» Article
○ ○ ○ ○ ○
\documentclass[12pt]{article}
\usepackage{html}
\latex{\usepackage{fullpage}}
\usepackage{/u/mlittman/papers/tex/newalg}
\usepackage{epsfig}
\newcommand{\ul}{\begin{itemize}}
\newcommand{\li}{\item}
\newcommand{\el}{\end{itemize}}
\renewcommand{\ni}{\noindent}
\newcommand{\href}[2]{\htmladdnormallink{#2}{#1}}
\begin{document}
\title{Analysis of Hashing (12)}
\author{Michael L. Littman}
\date{October 21st, 1997}
\maketitle
\section{REVIEW}
\subsection{Announcements}
\ni Returning exams today.
\ni Next time: stable marriage or string matching?
\subsection{Hashing Idea}
\ni Direct-address table gives us fast insertions, deletions, and
finds (store item with key $k$ in entry $T[k]$).
○ ○ ○ ○ ○
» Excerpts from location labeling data
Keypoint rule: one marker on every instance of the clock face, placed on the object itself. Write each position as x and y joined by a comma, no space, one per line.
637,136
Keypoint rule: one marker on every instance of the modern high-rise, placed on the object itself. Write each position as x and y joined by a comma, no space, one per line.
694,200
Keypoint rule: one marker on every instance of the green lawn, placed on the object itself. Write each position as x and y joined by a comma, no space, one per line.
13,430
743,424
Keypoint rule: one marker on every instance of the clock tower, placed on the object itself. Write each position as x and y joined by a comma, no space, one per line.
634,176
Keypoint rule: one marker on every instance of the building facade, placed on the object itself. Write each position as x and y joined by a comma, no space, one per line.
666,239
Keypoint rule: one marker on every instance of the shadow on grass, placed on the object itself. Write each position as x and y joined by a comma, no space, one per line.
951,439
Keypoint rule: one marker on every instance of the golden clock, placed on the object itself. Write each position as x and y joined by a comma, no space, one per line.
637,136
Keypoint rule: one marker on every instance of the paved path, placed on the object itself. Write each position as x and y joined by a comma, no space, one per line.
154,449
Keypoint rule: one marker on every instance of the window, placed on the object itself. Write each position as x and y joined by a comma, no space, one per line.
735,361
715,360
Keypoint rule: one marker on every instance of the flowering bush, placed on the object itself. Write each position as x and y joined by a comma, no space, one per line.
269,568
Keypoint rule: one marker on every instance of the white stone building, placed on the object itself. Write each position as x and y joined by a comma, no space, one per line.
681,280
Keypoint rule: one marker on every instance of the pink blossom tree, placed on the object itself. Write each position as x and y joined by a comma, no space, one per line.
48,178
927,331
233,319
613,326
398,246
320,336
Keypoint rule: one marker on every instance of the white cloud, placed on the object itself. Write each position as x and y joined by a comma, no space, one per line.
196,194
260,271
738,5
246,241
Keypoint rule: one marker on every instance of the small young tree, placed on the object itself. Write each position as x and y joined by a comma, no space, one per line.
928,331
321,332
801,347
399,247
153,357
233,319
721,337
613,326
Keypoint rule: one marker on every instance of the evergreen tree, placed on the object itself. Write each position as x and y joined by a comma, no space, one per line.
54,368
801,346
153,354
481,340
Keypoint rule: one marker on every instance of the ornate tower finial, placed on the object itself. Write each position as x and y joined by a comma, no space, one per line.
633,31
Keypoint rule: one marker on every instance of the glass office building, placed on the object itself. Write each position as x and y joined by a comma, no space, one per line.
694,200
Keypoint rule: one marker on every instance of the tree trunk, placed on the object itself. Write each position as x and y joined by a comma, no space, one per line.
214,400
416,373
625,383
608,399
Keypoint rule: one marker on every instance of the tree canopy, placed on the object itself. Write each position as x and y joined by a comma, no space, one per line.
○ ○ ○ ○ ○
» Directions
According to the hashing notes, in which entry does a direct-address table store an item with key $k$?

» Solution
In entry $T[k]$.